**Problems to work on**
a) Replace "robber" with "assailant" in the robbery appeal judgment, and write out the stretch from "[4] The complainant" through "fingers (‘poffervingers’)." with that change.
b) Carry on the robbery appeal judgment from the point at which it stops.

**Selected text**
↓

Subsequently the appellant faced
three charges in the regional court
in relation to this incident. He also faced a number of charges in
relation to a robbery that
took place during 1999 at certain business
premises in Walmer, Port Elizabeth. He was acquitted on those charges
and we need not
be concerned with them. In relation to the robbery at
the Asperanza Café, the appellant was charged first, with
robbery with
aggravating circumstances within the meaning of that
expression in
s 1(1)
of the
Criminal Procedure Act 51 of 1977
, in
that he had unlawfully assaulted Martin Maasdorp and had forcibly
taken from him a watch, a cell phone and cash. Second, the
appellant
was charged with unlawful possession of a firearm in contravention of
s 2
read with ss 1, 39 and 40 of the Arms and Ammunition
Act 75 of 1969. Third, he was charged with unlawful possession of
ammunition
in contravention of s 36 read with ss 1, 39 and
40 of that Act.
[2] The appellant was convicted on the
first two counts and sentenced to twelve years imprisonment on the
first count and three years
imprisonment on the second. The
magistrate ordered two years of the latter sentence to run
concurrently with the first. The appellant
unsuccessfully appealed
against his convictions to the Grahamstown High Court. He now appeals
further to this court, with the necessary
leave.
[3] The sole issue in this appeal is
the adequacy of the evidence concerning the identification of the
appellant as the gun-wielding
robber. The incident occurred at
approximately 06h30 when Mr Maasdorp, the complainant and owner of
the café, was reading
the morning newspaper when two men
entered, one of whom asked for a cool drink and presented payment. As
this occurred a third person,
wielding a firearm, accosted him, held
the firearm against his head, forced him to the ground and demanded
money. The other two,
who took part in the robbery, searched the
premises, including the cash register. The complainant was forced
into the café’s
kitchen where he was made to lie on the
floor. A short while later, one of the complainant’s regular
customers, one Temba,
was brought in by the three men. Temba and the
complainant were locked up in a toilet on the premises. During this
process the robbers
took the complainant’s watch which he had
inherited from his father, his cell phone, his wallet and
approximately R300-00 in
cash.
[4] The complainant described the
robber with a firearm as someone who was relatively tall (about six
feet), and who had short fat
fingers (‘poffervingers’).

↑

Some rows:

↓

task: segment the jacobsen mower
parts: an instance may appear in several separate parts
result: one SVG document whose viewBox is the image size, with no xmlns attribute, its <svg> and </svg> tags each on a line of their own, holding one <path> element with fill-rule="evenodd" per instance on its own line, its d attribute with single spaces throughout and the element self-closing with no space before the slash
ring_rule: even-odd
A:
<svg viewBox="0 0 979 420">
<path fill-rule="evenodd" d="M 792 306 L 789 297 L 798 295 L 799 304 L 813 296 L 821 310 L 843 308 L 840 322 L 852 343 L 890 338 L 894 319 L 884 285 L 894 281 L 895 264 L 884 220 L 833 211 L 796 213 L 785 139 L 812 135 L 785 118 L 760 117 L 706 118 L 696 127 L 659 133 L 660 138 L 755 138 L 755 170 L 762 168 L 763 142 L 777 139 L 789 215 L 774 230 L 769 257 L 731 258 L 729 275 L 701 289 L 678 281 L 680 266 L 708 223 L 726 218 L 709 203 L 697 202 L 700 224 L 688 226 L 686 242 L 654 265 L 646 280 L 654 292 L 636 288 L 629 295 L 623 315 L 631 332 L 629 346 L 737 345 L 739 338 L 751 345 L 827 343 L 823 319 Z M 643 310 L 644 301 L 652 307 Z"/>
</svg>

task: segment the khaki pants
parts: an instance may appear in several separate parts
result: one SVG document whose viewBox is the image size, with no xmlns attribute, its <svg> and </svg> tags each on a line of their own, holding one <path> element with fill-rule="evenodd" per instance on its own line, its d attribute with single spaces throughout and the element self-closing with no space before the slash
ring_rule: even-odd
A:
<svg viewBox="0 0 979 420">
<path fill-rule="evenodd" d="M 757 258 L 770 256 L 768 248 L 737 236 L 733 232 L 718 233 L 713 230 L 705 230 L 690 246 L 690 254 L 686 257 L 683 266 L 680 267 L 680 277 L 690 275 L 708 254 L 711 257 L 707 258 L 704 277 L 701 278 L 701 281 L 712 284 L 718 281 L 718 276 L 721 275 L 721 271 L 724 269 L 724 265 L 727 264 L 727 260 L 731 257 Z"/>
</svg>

↑

**Responses per task**
a)
[4] The complainant described the
assailant with a firearm as someone who was relatively tall (about six
feet), and who had short fat
fingers (‘poffervingers’).

b)
He testified that at the time of the robbery he had noticed that this
robber had a dark mark
on his right index finger ─ when the
firearm was pointed at him and the person’s index finger was
curled around the trigger.
He could not say whether this was a
permanent mark or a healing wound. The complainant first identified
the appellant at an identification
parade and later in the dock.
Significantly, the appellant was not shown to have been arrested on
the strength of a description provided
by the complainant. Indeed
there is no evidence that the complainant gave the police a
description or, if he did, what it was.
[5] In his judgment, the magistrate
reminded himself to be cautious in his approach to the evidence
concerning identification. He
was aware that the evidence should not
only be honest but also reliable. The magistrate was of the view that
the complainant was
honest
and
that his identification
evidence was reliable.
[6] Insofar as opportunity for
observation was concerned, the complainant stated that he had looked
at the armed robber’s face
when he first entered the café
and on a second occasion, when he was forced to the ground. The
complainant testified that
in total the time he had for observation
was between one and two minutes. The first occasion on which he
observed the appellant was
not one which demanded his attention and
the second was fleeting and stressful. The very foundation of the
identification must therefore
be regarded as shaky.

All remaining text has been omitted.